## What to produce
Each record is to be printed exactly as given, down to the last mark.

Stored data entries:
-*-*-
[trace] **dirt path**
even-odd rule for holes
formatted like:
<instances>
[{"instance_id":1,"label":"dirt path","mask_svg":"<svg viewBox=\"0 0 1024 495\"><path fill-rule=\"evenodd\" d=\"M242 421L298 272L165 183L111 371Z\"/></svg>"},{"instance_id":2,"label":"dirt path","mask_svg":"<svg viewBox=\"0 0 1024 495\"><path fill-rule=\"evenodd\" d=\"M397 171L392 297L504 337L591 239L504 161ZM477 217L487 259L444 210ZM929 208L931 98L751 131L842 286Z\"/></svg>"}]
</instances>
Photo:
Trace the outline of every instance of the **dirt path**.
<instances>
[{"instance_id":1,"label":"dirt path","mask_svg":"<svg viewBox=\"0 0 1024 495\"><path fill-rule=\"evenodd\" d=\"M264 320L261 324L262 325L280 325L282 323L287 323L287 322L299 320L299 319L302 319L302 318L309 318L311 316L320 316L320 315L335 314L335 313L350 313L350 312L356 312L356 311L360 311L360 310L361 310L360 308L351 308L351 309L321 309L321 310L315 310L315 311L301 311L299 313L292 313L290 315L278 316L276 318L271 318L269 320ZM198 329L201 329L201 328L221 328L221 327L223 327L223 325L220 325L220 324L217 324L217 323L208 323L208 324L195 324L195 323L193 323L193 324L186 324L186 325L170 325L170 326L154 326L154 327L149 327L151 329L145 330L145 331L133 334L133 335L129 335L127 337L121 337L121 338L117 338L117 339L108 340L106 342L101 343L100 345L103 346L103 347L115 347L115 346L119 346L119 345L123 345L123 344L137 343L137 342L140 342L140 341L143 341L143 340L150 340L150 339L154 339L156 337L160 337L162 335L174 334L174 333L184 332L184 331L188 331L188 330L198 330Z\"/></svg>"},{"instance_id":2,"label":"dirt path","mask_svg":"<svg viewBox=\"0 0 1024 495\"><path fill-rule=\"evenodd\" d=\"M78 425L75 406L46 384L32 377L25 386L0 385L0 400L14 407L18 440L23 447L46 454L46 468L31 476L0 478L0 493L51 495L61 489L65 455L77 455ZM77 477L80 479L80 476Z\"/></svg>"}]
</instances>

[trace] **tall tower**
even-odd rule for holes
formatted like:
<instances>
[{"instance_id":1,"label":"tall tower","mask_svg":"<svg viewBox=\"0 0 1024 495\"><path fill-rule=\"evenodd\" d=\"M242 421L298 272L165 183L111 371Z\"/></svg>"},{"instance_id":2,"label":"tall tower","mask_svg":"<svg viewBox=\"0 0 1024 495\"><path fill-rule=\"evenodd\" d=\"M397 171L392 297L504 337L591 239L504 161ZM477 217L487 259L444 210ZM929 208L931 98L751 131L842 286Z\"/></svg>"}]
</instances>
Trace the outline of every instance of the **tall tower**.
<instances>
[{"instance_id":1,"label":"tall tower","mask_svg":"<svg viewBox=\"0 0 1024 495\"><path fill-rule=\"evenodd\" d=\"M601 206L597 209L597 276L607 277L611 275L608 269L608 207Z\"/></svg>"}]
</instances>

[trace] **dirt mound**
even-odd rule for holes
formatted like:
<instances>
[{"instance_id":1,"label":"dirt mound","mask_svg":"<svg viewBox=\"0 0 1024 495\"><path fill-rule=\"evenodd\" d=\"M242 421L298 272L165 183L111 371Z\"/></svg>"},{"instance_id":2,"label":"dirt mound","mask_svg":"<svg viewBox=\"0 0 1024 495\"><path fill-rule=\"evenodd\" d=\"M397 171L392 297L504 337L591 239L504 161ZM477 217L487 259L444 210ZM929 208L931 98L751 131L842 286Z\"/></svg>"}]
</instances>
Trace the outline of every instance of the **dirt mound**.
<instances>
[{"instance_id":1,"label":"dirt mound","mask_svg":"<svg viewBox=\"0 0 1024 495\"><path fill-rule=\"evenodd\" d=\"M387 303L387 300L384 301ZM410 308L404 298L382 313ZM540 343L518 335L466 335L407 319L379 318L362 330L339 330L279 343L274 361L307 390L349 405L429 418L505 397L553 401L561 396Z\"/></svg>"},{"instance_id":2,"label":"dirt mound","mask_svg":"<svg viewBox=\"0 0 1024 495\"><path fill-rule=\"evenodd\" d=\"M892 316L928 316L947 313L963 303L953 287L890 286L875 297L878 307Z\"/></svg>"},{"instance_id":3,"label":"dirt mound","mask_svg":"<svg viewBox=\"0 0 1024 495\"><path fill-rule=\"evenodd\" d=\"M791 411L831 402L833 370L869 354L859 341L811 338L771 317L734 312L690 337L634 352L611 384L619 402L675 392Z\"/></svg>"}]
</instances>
-*-*-
## Final answer
[trace] **dirt path**
even-odd rule for holes
formatted like:
<instances>
[{"instance_id":1,"label":"dirt path","mask_svg":"<svg viewBox=\"0 0 1024 495\"><path fill-rule=\"evenodd\" d=\"M242 421L298 272L165 183L111 371Z\"/></svg>"},{"instance_id":2,"label":"dirt path","mask_svg":"<svg viewBox=\"0 0 1024 495\"><path fill-rule=\"evenodd\" d=\"M397 171L392 297L504 337L591 239L504 161ZM477 217L487 259L444 210ZM929 208L931 98L751 131L842 286Z\"/></svg>"}]
</instances>
Photo:
Trace the outline of every instance of the **dirt path**.
<instances>
[{"instance_id":1,"label":"dirt path","mask_svg":"<svg viewBox=\"0 0 1024 495\"><path fill-rule=\"evenodd\" d=\"M264 320L261 324L262 325L280 325L282 323L287 323L287 322L299 320L299 319L302 319L302 318L309 318L311 316L320 316L320 315L335 314L335 313L350 313L350 312L356 312L356 311L360 311L360 310L361 310L360 308L351 308L351 309L321 309L321 310L315 310L315 311L301 311L299 313L292 313L290 315L278 316L276 318L271 318L269 320ZM198 329L201 329L201 328L221 328L221 327L223 327L223 325L220 325L220 324L217 324L217 323L208 323L208 324L195 324L195 323L193 323L193 324L186 324L186 325L170 325L170 326L154 326L154 327L149 327L151 329L145 330L145 331L133 334L133 335L129 335L127 337L121 337L121 338L117 338L117 339L108 340L106 342L101 343L100 345L103 346L103 347L115 347L115 346L119 346L119 345L123 345L123 344L137 343L137 342L140 342L140 341L143 341L143 340L150 340L150 339L154 339L156 337L160 337L162 335L174 334L174 333L184 332L184 331L188 331L188 330L198 330Z\"/></svg>"},{"instance_id":2,"label":"dirt path","mask_svg":"<svg viewBox=\"0 0 1024 495\"><path fill-rule=\"evenodd\" d=\"M78 425L75 406L46 384L32 377L25 386L0 385L0 400L14 407L18 440L23 447L46 454L46 468L31 476L0 478L0 493L51 495L61 489L65 455L77 455ZM77 477L80 479L80 476Z\"/></svg>"}]
</instances>

[trace] **tall tower**
even-odd rule for holes
formatted like:
<instances>
[{"instance_id":1,"label":"tall tower","mask_svg":"<svg viewBox=\"0 0 1024 495\"><path fill-rule=\"evenodd\" d=\"M242 421L298 272L165 183L111 371Z\"/></svg>"},{"instance_id":2,"label":"tall tower","mask_svg":"<svg viewBox=\"0 0 1024 495\"><path fill-rule=\"evenodd\" d=\"M397 171L392 297L504 337L591 239L504 161ZM477 217L487 259L444 210ZM929 208L931 98L751 131L842 286Z\"/></svg>"}]
</instances>
Trace the outline of every instance of the **tall tower**.
<instances>
[{"instance_id":1,"label":"tall tower","mask_svg":"<svg viewBox=\"0 0 1024 495\"><path fill-rule=\"evenodd\" d=\"M601 206L597 209L597 276L607 277L611 275L608 269L608 207Z\"/></svg>"}]
</instances>

[trace] **dirt mound**
even-odd rule for holes
formatted like:
<instances>
[{"instance_id":1,"label":"dirt mound","mask_svg":"<svg viewBox=\"0 0 1024 495\"><path fill-rule=\"evenodd\" d=\"M242 421L298 272L165 183L111 371Z\"/></svg>"},{"instance_id":2,"label":"dirt mound","mask_svg":"<svg viewBox=\"0 0 1024 495\"><path fill-rule=\"evenodd\" d=\"M397 171L392 297L504 337L591 239L504 161ZM477 217L487 259L444 210ZM929 208L931 98L751 131L842 286Z\"/></svg>"}]
</instances>
Trace the outline of every instance of the **dirt mound**.
<instances>
[{"instance_id":1,"label":"dirt mound","mask_svg":"<svg viewBox=\"0 0 1024 495\"><path fill-rule=\"evenodd\" d=\"M387 303L387 300L384 301ZM410 308L404 298L382 313ZM540 343L518 335L466 335L407 319L379 318L362 330L339 330L279 343L274 361L307 390L349 405L429 418L505 397L553 401L561 396Z\"/></svg>"},{"instance_id":2,"label":"dirt mound","mask_svg":"<svg viewBox=\"0 0 1024 495\"><path fill-rule=\"evenodd\" d=\"M892 316L928 316L947 313L963 303L953 287L890 286L875 297L878 307Z\"/></svg>"},{"instance_id":3,"label":"dirt mound","mask_svg":"<svg viewBox=\"0 0 1024 495\"><path fill-rule=\"evenodd\" d=\"M791 411L831 402L833 370L869 354L859 341L811 338L771 317L734 312L690 337L634 352L611 384L619 402L675 392Z\"/></svg>"}]
</instances>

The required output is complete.